__EXERCISE__: Extract, exactly as written, all lines of the material below from the line that includes "drop one pin per instance, shaped like <point>505,289</point>." through its last line.

__PROVIDED DATA__:
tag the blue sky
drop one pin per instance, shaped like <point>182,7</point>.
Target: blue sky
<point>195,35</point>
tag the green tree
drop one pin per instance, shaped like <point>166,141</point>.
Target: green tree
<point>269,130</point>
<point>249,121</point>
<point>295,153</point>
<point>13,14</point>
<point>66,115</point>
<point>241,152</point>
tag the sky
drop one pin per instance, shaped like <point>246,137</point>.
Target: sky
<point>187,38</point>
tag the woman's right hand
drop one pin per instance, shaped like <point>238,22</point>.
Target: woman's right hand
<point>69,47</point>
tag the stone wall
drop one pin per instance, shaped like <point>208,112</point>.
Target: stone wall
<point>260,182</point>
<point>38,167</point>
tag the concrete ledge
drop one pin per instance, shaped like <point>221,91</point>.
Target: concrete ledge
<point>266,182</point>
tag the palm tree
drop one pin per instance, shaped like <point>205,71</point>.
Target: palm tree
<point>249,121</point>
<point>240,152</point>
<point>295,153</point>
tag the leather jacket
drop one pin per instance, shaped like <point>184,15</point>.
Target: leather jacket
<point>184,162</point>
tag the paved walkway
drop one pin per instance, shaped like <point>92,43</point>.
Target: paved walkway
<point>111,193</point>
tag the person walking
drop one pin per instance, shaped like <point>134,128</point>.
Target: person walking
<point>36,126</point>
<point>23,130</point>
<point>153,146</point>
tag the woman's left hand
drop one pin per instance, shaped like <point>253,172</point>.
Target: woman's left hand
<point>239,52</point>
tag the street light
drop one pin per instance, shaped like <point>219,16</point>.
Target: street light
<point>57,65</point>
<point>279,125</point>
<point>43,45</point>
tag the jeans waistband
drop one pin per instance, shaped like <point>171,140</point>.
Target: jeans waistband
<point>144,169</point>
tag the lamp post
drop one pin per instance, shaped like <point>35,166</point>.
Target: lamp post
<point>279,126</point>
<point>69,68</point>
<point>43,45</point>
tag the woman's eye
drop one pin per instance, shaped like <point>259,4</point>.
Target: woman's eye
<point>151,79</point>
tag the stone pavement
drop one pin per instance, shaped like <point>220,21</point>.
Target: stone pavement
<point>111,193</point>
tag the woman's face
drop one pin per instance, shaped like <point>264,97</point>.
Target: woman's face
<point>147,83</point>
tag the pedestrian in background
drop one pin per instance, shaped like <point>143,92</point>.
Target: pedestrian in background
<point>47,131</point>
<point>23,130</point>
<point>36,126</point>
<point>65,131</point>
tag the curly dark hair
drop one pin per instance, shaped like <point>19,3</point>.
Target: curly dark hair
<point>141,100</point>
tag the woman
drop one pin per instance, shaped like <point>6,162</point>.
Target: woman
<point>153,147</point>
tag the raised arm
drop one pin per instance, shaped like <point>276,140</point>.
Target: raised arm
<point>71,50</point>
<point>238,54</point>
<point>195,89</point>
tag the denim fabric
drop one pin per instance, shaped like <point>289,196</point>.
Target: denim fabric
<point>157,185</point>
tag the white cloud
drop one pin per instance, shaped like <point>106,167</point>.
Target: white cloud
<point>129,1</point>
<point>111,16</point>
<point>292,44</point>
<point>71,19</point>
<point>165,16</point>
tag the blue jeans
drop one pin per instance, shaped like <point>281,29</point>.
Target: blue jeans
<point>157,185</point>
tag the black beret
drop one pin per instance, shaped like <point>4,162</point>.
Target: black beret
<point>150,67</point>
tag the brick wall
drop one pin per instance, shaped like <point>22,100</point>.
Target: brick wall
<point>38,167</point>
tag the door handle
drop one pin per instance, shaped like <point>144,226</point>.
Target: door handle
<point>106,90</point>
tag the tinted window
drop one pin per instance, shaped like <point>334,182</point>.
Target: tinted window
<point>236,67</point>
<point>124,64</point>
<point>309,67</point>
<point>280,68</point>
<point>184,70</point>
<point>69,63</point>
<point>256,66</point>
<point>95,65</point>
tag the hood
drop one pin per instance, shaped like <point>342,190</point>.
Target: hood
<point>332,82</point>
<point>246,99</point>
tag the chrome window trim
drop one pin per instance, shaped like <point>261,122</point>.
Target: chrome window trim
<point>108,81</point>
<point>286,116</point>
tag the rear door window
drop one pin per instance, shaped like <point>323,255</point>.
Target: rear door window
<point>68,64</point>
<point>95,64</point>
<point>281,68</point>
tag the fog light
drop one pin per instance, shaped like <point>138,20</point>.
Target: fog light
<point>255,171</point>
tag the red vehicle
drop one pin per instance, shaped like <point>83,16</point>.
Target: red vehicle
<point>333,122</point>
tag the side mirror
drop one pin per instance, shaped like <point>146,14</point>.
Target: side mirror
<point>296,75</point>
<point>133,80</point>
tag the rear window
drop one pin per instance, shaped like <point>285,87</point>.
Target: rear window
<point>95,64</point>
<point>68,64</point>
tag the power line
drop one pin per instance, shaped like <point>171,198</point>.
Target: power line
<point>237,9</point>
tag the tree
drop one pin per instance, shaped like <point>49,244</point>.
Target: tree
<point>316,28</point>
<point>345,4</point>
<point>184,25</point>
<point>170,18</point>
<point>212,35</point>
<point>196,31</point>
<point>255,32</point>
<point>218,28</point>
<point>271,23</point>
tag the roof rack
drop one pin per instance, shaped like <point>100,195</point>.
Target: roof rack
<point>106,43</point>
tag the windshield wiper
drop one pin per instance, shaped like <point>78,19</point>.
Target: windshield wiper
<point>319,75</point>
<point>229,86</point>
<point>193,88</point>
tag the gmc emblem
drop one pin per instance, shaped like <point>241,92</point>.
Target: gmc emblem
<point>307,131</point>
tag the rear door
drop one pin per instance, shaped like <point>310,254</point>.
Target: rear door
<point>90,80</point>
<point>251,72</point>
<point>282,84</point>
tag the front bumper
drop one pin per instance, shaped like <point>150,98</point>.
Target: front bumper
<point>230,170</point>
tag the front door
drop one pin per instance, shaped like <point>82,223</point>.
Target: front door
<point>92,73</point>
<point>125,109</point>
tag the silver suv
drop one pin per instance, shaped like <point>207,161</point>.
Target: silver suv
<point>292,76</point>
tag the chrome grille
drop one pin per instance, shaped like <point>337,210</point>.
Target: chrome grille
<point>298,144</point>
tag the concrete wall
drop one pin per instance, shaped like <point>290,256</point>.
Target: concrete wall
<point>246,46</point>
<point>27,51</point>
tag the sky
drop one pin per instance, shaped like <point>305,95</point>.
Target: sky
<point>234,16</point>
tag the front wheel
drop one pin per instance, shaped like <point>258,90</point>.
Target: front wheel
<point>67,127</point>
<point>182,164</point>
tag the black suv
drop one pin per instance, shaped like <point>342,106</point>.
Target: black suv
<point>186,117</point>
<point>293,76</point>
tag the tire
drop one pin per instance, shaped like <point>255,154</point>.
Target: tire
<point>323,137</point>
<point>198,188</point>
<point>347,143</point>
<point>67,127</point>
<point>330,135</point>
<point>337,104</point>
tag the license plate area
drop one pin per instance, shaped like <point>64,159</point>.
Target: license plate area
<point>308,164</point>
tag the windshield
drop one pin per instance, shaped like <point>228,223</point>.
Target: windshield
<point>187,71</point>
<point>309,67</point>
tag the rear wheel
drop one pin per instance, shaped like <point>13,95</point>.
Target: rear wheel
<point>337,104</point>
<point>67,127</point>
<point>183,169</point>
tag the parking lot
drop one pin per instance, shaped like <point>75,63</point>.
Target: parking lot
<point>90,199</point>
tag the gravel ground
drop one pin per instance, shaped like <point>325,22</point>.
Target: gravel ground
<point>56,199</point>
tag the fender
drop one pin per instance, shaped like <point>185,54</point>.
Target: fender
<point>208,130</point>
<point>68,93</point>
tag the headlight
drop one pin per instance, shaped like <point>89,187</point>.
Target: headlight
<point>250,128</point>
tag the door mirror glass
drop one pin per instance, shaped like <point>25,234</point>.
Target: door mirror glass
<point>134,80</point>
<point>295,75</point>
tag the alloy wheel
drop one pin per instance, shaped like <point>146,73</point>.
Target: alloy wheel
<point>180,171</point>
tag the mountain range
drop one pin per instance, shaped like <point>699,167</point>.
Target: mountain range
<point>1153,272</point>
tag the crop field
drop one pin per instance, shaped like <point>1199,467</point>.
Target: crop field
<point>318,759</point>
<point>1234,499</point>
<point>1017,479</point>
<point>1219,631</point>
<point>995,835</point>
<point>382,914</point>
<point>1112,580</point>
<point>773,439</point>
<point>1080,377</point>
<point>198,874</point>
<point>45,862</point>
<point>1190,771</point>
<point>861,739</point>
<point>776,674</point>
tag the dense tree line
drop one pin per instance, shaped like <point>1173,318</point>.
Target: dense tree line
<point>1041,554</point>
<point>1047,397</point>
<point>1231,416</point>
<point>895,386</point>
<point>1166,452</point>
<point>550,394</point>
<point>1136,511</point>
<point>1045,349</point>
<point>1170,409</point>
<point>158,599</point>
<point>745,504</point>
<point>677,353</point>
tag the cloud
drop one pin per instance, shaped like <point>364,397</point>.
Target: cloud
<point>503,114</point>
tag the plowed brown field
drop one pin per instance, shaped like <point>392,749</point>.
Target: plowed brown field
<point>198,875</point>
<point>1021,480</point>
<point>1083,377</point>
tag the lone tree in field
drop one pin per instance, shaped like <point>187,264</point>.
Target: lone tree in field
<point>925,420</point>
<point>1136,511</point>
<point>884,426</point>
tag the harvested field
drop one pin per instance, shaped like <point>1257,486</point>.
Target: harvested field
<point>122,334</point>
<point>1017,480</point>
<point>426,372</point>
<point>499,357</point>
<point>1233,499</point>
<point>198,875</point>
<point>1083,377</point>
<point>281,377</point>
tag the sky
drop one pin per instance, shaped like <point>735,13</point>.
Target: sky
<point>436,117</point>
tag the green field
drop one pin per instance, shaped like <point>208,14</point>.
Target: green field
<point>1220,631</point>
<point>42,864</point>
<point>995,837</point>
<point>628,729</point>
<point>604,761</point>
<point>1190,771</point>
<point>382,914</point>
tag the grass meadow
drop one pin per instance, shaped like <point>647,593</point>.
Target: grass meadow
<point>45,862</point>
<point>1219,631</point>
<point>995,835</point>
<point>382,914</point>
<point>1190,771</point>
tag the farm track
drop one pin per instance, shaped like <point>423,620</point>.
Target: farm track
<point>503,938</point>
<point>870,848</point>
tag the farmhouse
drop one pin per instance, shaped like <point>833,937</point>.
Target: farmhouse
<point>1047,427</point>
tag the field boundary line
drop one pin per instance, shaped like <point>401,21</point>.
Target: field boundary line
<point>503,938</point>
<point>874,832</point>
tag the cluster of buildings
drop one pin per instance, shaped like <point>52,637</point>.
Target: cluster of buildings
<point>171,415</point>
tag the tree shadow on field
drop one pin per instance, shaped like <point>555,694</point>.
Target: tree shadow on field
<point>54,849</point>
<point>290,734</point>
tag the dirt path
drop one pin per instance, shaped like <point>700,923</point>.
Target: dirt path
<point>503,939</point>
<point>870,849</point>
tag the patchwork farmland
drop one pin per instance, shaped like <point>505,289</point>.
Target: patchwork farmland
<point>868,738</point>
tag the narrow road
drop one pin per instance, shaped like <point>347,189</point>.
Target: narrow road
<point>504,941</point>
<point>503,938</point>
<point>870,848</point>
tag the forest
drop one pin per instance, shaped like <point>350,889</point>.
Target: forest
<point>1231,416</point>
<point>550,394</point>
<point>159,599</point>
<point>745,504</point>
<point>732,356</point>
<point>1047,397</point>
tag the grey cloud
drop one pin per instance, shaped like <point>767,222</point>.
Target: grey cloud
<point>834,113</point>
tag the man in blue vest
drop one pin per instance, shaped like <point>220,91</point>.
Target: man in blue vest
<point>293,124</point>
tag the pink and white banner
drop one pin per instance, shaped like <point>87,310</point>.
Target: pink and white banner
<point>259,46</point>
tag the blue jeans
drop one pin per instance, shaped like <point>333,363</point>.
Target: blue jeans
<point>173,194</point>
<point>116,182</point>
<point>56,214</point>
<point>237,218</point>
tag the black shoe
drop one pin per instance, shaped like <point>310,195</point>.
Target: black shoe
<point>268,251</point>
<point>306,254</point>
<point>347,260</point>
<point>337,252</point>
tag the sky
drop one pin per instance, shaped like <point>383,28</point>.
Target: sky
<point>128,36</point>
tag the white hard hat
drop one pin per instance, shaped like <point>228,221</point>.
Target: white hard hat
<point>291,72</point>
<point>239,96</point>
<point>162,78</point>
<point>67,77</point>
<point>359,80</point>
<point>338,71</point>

__YOUR RESPONSE__:
drop one pin per instance, shaped like <point>505,289</point>.
Target: patchwork farmland
<point>868,738</point>
tag the narrow road
drop one pin per instance, shaped like <point>347,189</point>.
Target: narrow road
<point>504,941</point>
<point>503,938</point>
<point>870,848</point>
tag the forest
drop one pin per instance, shaped like <point>350,889</point>.
Target: forest
<point>1231,416</point>
<point>550,394</point>
<point>159,599</point>
<point>745,504</point>
<point>732,356</point>
<point>1047,397</point>
tag the grey cloud
drop one pin per instance, shaped like <point>767,222</point>.
Target: grey cloud
<point>834,113</point>
tag the man in blue vest
drop one pin per instance, shaped like <point>220,91</point>.
Target: man in blue vest
<point>293,124</point>
tag the pink and white banner
drop one pin per instance, shaped like <point>87,310</point>.
Target: pink and white banner
<point>259,46</point>
tag the blue jeans
drop one pin per instance, shaped like <point>333,363</point>.
Target: blue jeans
<point>173,194</point>
<point>116,182</point>
<point>56,214</point>
<point>237,218</point>
tag the black shoe
drop one pin per instance, shaped like <point>310,195</point>.
Target: black shoe
<point>268,251</point>
<point>306,254</point>
<point>347,260</point>
<point>337,252</point>
tag the sky
drop one pin per instance, shaped like <point>383,28</point>.
Target: sky
<point>128,36</point>
tag the white hard hat
drop one pin per instance, shaped like <point>228,221</point>.
Target: white hard hat
<point>291,72</point>
<point>239,96</point>
<point>162,78</point>
<point>67,77</point>
<point>359,80</point>
<point>338,71</point>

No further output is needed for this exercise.